--- Passage given ---

====

IPP Mail Archive: IPP> MOD - Rationale for why we dropped "document-charset" attribute

IPP> MOD - Rationale for why we dropped "document-charset" attribute

Tom Hastings (hastings@cp10.es.xerox.com)
Fri, 14 Nov 1997 07:39:03 PST

A Xerox developer asked me why we dropped the "document-charset"
operation attribute from the IPP Model.

This is my reply, which I'm passing on to the rest of you.
My reply also indicates something for us to do when we register
the Printer MIB interpreter family enums as (MIME) media types.

Tom

Each (MIME) media type should have a charset parameter, if a charset needs
to be specified in order to interpret the data correctly. For example:

text/plain; charset=utf-8

Maybe we should add some more description to that affect in
Section 4.1.9. The RFC that defines text/plain says that if the
charset parameter is omitted, then the charset SHALL be assumed to
be us-ascii.

In talking with Bob Pentecost about PCL, he verified that PCL drivers
on Windows and Word Perfect do embed the charset escape sequence, so
that there was no problem with dropping the "document-charset" IPP
operation attribute as far as PCL was concerned. Bob also confirmed
that drivers are pretty good at embedding the escape sequence in
the data stream that indicates that the data stream is PCL. Consequently,
we added the parenthetical note to application/vnd.hp-PCL that
the charset escape sequence is embedded in the data.

So there weren't any document-formats that we knew that needed
a charset attribute, instead of the data stream always specifying
the charset or the media type allowed the charset parameter.

When we register the document formats from the Printer MIB as media
MIME types, we need to make sure that the document formats that do
need a charset parameter indicate such and whether the charset parameter
is mandatory or optional. If it is optional, the registration also needs
to specify what charset is assumed when the charset parameter is omitted.

The only problem may be the media type 'applicatation/octet-stream' which
does not allow a charset parameter. So the client can't specify the
document charset, in case the document is auto-detected to be
text/plain, since the application/octet-stream mime type doesn't
allow the charset parameter. Bob didn't think that was a problem for
them, because their auto-detect assumes the document is PCL, if it isn't
PostScript.

Tom

====

Point annotation dataset records:

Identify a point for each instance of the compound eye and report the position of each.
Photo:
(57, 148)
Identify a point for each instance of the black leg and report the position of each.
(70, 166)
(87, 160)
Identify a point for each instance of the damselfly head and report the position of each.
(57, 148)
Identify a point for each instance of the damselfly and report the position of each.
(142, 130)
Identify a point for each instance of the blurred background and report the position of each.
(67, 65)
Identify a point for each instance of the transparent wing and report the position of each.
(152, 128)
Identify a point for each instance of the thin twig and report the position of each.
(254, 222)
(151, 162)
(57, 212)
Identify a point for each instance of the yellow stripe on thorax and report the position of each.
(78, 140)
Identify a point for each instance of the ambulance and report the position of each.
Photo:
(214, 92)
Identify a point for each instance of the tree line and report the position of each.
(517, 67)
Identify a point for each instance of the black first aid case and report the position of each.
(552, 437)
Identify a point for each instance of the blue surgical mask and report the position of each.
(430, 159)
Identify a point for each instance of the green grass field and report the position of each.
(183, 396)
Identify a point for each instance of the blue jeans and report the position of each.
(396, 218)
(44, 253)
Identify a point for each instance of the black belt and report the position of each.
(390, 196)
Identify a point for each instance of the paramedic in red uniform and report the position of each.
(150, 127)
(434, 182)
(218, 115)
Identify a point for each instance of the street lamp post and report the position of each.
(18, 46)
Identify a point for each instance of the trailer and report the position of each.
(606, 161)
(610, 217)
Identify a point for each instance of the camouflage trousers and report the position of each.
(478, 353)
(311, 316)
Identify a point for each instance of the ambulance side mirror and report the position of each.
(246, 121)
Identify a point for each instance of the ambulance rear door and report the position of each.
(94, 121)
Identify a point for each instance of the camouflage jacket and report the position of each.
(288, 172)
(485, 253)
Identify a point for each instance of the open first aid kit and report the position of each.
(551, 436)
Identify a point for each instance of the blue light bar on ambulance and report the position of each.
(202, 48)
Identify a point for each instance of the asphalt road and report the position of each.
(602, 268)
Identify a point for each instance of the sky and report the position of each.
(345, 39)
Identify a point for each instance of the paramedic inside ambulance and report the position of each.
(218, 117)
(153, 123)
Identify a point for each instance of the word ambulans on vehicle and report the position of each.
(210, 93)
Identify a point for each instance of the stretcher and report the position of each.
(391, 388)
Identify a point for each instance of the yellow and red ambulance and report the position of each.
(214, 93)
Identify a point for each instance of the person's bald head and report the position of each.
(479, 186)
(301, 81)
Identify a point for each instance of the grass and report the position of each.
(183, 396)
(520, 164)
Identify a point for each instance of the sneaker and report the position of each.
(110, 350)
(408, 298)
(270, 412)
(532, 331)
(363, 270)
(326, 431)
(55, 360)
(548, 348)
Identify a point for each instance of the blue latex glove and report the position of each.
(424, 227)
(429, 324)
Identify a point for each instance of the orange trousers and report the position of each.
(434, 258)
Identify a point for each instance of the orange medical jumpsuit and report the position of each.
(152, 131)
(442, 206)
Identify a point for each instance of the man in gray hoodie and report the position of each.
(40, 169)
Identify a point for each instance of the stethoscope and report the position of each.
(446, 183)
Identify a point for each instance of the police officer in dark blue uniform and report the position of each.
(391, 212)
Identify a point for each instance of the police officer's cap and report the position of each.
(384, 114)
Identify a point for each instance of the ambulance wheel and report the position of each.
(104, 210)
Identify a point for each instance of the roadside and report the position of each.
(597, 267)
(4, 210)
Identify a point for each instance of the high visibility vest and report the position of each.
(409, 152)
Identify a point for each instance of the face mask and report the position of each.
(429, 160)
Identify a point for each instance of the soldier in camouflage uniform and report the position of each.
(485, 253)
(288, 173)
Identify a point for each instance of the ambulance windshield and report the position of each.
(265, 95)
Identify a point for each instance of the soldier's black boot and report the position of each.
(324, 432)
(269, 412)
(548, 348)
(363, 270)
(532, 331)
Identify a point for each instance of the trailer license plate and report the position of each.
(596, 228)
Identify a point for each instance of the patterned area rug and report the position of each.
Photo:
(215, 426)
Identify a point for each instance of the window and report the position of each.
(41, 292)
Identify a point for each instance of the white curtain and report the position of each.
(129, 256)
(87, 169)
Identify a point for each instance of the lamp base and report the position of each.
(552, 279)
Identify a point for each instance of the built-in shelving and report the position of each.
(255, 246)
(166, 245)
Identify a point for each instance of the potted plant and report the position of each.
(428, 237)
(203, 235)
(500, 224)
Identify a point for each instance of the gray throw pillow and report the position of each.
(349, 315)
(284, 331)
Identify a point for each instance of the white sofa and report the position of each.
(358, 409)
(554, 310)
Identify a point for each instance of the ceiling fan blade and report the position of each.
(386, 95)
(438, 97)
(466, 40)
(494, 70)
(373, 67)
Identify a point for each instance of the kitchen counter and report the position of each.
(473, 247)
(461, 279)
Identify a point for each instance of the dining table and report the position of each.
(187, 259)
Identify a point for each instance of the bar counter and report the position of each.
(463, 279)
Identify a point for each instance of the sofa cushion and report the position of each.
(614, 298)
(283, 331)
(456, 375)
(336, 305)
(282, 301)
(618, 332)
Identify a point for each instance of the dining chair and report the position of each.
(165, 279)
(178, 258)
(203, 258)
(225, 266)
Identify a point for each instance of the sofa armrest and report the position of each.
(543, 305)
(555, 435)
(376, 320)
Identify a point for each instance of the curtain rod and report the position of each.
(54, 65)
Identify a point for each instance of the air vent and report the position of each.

====

Answer these questions about the IPP mail post, one per line:
1. What charset is assumed when the charset parameter is omitted from text/plain?
2. Who verified that PCL drivers on Windows and Word Perfect embed the charset escape sequence?
3. What does their auto-detect assume a document is if it isn't PostScript?

1. us-ascii
2. Bob Pentecost
3. PCL